(REQUEST):
Output every line below exactly.

-- Start of PROVIDED DATA --

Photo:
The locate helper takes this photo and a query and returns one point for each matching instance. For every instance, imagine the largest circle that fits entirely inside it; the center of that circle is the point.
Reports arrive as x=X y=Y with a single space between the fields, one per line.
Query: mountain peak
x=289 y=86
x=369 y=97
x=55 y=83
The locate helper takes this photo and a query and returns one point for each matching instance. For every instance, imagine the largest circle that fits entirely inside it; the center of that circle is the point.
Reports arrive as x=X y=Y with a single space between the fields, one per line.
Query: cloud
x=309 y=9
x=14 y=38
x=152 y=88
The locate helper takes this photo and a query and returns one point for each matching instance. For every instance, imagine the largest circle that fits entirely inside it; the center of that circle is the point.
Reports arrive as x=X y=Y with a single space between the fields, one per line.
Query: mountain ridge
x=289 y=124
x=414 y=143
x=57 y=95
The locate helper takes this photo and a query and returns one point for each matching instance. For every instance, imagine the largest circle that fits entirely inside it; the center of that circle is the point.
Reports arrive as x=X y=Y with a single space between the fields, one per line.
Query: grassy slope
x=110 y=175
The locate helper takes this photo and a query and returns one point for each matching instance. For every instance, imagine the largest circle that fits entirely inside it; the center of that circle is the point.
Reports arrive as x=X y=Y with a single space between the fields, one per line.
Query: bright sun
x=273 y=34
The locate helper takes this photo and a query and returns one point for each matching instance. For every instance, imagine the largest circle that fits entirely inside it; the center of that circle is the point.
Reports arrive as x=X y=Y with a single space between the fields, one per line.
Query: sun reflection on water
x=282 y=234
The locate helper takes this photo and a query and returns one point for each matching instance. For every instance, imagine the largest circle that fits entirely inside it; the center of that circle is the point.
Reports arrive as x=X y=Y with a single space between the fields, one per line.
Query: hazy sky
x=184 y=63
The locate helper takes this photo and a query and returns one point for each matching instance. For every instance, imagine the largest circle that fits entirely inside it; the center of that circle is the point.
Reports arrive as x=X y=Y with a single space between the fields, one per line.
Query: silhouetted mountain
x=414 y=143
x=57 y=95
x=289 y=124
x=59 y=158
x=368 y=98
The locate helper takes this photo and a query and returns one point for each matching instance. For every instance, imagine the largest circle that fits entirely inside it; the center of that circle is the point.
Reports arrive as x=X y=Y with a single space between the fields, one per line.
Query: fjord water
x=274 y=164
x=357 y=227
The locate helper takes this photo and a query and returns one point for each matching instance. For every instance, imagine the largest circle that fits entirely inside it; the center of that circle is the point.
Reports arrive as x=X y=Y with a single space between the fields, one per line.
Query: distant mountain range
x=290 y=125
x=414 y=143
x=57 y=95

-- End of PROVIDED DATA --

(CORRECT RESULT):
Photo:
The locate helper takes this photo and a query and returns one point for each matching instance. For every instance, imagine the largest circle that fits entirely inside it; the center of that circle is the point.
Reports arrive as x=X y=Y with a single space between the fields, one per line.
Query: mountain peak
x=289 y=86
x=369 y=97
x=55 y=83
The locate helper takes this photo and a query and returns one point for each matching instance. For every instance, imagine the largest circle that fits entirely inside it; the center of that circle is the point.
Reports arrive as x=X y=Y with a single space between the fields, one per line.
Query: cloud
x=309 y=9
x=14 y=38
x=152 y=88
The locate helper takes this photo and a query and returns one point for each matching instance. For every instance, imagine the largest circle that fits entirely inside it; the center of that circle is the point.
Reports arrive as x=X y=Y with a single space between the fields, one per line.
Query: mountain ridge
x=289 y=124
x=414 y=143
x=57 y=95
The locate helper takes this photo and a query and returns one point for each matching instance. For every instance, imagine the largest circle that fits entirely inside it; the center of that circle is the point.
Reports arrive as x=X y=Y with a single space between the fields, one per line.
Query: grassy slope
x=110 y=175
The locate helper takes this photo and a query and returns one point for each matching instance. For every instance, imagine the largest circle that fits entirely inside it; the center of that circle is the point.
Reports arrive as x=X y=Y with a single space between the fields, one per line.
Query: bright sun
x=273 y=34
The locate helper takes this photo and a query and returns one point for each matching instance. For every instance, imagine the largest circle that fits entirely inside it; the center of that circle is the point.
Reports arrive as x=X y=Y with a single space between the fields, one per line.
Query: sun reflection on water
x=282 y=234
The locate helper takes this photo and a query and returns one point for each matching instance. For every instance, imagine the largest circle that fits entirely inside it; the center of that circle is the point.
Reports arrive as x=X y=Y with a single space between the fields, one per line.
Query: hazy sky
x=184 y=63
The locate helper takes this photo and a query and returns one point for each matching instance. For every instance, imagine the largest circle that fits entirely inside it; the center of that circle is the point.
Reports arrive as x=X y=Y with a single space between the fields, one per line.
Query: silhouetted mountain
x=414 y=143
x=57 y=95
x=289 y=124
x=59 y=158
x=368 y=98
The locate helper takes this photo and a query and returns one point for each matching instance. For every instance, imagine the largest circle that fits entirely inside it; the center of that circle is the point.
Reports arrive as x=X y=Y with a single space between the fields, one per line.
Query: fjord water
x=274 y=164
x=357 y=227
The locate helper takes this photo and a query and returns one point for each matching instance. For every instance, imagine the largest circle that fits entirely inside it; the center of that circle is the point.
Reports arrive as x=X y=Y with a single space between the fields, one per line.
Query: distant mountain range
x=290 y=125
x=414 y=143
x=57 y=95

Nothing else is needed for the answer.